CASBAH、新作EP『ETERNAL SLAVES』で示す“らしさ”と“新しさ”の共鳴

去る8月、国内屈指の老舗スラッシュ・メタル・バンド、CASBAHが『ETERNAL SLAVES』と題された新作EPをBandcamp限定にて配信リリースし、幅広い年齢層のリスナーから反響と注目を集めている。実に40年を超える歴史を持つこのバンドは、過去には活動停止や再集結などを経ているが、現在はTaka Hatori(Vo)、Ryo Murayama(G)、Koichi Mitani(B)、SHU(Dr)という布陣も安定した状態にあり、若手には太刀打ちのできない説得力と切れ味を併せ持ったライヴを武器に、音楽的進化を目指し続けている。
今回リリースされた『ETERNAL SLAVES』には全4曲が収録されているが、その各曲に共通するのは“らしさ”と“新しさ”が共存していることだ。つまりCASBAH然としていながら、ありそうでなかった曲ばかりが詰め込まれているのだ。彼らは決して多作なタイプのバンドではなく、歴史の長さに対してオリジナル・アルバムの枚数はとても少ない。ただ、それは彼らが“らしさ”だけで勝負してこなかったからこそでもある。作曲面の要であるギタリストのMurayamaは次のように語っている。

「新譜を出さずにいてもCASBAHとしての活動自体は楽しく続けられていたから、新しいものを作るということに対して少し距離を置いていたところもあったし、本当にそれが必要なのか、という疑問もあった。ただ、すでに前作アルバムの『REACH OUT』が出てから7年経っているだけに、新曲を作ろうじゃないかという話も当然のように出てきて、そこで自分としては、昔からやってきたことを繰り返すんじゃなく、自分でも新鮮だと思えるものを捻り出したかった。だからこそ曲作りのハードルが高くなった」
彼はさらに「過去と同じようなものを出せばいいならば、それは簡単にできる。ただ、そうなってしまったら、もはやそれはCASBAHではないと思う」とまで言い、「だからこそ新鮮なものを作りたいわけだけど、これほど長くやっていると完全に新しいものを捻り出すのは容易なことじゃない。そこが一番難しかったし、だからこそ実際にこのEPを完成させることができた時は本当に嬉しかった」と喜びを口にしている。そしてフロントマンであるHatoriは、いわゆるフルサイズのアルバムではなく、全4曲収録のEPというサイズ感が功を奏したことを認めている。
「曲数が少ないからこそ集中できやすかったというのもあった。フル・アルバムを作ろうということになっていたら無理だったかもしれないし、諦めていたかもしれない。4曲にしようと決めた時点でMurayamaの曲作りのスイッチが入ったようなところがあった。とはいえ、実はかなり前から手を付け始めていた曲もあって、今回ミュージック・ビデオを撮った「Here To Stay」についてはヴォーカルを4パターンぐらい作り替えながら練り込んでいったものだったし、これほどストレートな曲でありながら、当初は7分ぐらいの長尺な曲だった。そこでどんどん削ぎ落としていった結果、この形になっているんです」

### 提供データ
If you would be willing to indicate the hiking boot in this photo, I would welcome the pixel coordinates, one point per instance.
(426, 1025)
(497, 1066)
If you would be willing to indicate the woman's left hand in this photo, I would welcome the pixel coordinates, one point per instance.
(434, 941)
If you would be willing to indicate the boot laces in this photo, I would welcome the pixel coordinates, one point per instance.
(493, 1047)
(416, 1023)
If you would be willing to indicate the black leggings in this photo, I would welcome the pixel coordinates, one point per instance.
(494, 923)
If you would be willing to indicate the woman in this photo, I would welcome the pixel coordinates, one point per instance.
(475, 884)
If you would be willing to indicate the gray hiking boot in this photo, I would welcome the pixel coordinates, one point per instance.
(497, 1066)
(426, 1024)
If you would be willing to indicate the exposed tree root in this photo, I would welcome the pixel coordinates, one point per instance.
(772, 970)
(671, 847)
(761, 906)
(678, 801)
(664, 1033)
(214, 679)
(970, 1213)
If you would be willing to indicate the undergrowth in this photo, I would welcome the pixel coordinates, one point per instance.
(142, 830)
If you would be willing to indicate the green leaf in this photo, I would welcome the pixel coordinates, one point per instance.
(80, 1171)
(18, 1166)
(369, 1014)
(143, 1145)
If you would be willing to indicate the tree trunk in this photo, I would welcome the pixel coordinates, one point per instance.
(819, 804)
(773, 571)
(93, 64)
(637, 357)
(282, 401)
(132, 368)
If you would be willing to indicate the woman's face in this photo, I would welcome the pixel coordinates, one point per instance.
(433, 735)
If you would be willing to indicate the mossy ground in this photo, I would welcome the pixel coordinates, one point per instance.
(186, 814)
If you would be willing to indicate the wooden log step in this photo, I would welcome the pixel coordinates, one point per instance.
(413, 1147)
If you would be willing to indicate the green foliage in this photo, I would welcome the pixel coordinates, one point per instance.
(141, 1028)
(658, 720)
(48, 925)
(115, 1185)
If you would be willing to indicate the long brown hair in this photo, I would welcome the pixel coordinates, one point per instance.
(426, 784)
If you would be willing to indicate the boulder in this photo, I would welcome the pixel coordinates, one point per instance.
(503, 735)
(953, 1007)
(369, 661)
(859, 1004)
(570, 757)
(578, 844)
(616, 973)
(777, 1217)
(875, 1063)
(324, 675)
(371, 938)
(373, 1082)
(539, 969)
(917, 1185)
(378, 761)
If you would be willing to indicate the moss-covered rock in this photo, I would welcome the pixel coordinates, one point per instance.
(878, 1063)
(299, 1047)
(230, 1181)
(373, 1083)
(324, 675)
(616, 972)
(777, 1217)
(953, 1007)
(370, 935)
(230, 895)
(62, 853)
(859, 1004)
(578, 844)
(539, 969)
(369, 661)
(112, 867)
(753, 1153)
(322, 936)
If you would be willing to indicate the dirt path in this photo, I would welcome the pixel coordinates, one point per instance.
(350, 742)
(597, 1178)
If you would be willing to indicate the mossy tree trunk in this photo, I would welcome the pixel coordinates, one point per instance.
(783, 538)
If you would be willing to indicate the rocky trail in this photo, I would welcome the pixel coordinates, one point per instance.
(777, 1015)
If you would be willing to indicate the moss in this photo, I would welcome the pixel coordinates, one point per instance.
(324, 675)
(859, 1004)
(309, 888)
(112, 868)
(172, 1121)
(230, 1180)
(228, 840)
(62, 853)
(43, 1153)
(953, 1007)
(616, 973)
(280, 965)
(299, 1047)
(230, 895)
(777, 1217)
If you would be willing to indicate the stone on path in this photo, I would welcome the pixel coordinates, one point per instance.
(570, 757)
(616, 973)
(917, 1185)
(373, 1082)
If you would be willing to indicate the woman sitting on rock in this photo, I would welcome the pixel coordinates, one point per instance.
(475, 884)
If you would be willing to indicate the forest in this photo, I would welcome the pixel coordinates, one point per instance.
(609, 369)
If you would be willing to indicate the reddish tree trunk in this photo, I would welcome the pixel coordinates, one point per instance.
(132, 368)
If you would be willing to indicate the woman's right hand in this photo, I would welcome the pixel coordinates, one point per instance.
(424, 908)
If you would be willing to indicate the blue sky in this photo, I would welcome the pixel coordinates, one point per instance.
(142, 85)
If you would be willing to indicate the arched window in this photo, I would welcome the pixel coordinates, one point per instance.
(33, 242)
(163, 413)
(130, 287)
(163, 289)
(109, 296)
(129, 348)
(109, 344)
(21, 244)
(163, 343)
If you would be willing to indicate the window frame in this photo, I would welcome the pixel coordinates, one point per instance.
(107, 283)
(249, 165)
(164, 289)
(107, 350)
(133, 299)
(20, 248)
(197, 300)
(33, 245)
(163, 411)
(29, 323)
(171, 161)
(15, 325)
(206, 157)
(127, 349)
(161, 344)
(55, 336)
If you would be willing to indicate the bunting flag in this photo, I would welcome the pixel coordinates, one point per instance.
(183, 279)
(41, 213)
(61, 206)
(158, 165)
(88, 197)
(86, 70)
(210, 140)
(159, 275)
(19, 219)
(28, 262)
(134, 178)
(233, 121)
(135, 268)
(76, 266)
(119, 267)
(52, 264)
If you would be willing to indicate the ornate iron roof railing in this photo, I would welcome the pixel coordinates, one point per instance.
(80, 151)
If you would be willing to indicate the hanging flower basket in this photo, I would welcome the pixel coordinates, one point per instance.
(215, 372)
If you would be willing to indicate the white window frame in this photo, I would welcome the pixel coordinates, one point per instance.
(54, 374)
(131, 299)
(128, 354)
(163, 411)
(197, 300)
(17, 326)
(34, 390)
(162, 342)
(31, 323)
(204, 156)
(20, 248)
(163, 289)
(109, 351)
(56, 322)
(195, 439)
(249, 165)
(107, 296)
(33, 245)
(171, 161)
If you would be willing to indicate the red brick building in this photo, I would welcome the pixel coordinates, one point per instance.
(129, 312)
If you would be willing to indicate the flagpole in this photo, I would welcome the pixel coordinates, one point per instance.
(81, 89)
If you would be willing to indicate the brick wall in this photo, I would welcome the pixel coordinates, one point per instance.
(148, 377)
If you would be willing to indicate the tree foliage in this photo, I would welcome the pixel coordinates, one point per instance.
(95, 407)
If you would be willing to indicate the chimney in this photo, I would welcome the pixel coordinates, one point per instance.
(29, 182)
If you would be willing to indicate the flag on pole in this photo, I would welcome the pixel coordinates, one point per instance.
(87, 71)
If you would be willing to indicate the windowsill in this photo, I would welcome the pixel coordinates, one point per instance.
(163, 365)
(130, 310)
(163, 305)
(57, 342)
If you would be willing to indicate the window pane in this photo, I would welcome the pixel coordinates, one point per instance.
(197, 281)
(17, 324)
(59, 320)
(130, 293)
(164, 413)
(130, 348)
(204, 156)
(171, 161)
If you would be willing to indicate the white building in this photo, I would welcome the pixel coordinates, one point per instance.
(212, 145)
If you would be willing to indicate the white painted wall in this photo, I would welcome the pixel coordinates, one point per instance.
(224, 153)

### やること
**a.** ページ本文で、CASBAHの現在の布陣として名前が挙がっているメンバーは誰ですか?全員を担当パートとともに挙げてください。
**b.** ページ本文のうち、「CASBAH、新作EP『ET」で始まり「maは次のように語っている。」まで続く部分を、一字一句変えずに出力してください。
このデータは今回の作業に一切関係しません。

### 完全な回答
**a.**
- Taka Hatori(Vo)
- Ryo Murayama(G)
- Koichi Mitani(B)
- SHU(Dr)

**b.**
CASBAH、新作EP『ETERNAL SLAVES』で示す“らしさ”と“新しさ”の共鳴

去る8月、国内屈指の老舗スラッシュ・メタル・バンド、CASBAHが『ETERNAL SLAVES』と題された新作EPをBandcamp限定にて配信リリースし、幅広い年齢層のリスナーから反響と注目を集めている。実に40年を超える歴史を持つこのバンドは、過去には活動停止や再集結などを経ているが、現在はTaka Hatori(Vo)、Ryo Murayama(G)、Koichi Mitani(B)、SHU(Dr)という布陣も安定した状態にあり、若手には太刀打ちのできない説得力と切れ味を併せ持ったライヴを武器に、音楽的進化を目指し続けている。
今回リリースされた『ETERNAL SLAVES』には全4曲が収録されているが、その各曲に共通するのは“らしさ”と“新しさ”が共存していることだ。つまりCASBAH然としていながら、ありそうでなかった曲ばかりが詰め込まれているのだ。彼らは決して多作なタイプのバンドではなく、歴史の長さに対してオリジナル・アルバムの枚数はとても少ない。ただ、それは彼らが“らしさ”だけで勝負してこなかったからこそでもある。作曲面の要であるギタリストのMurayamaは次のように語っている。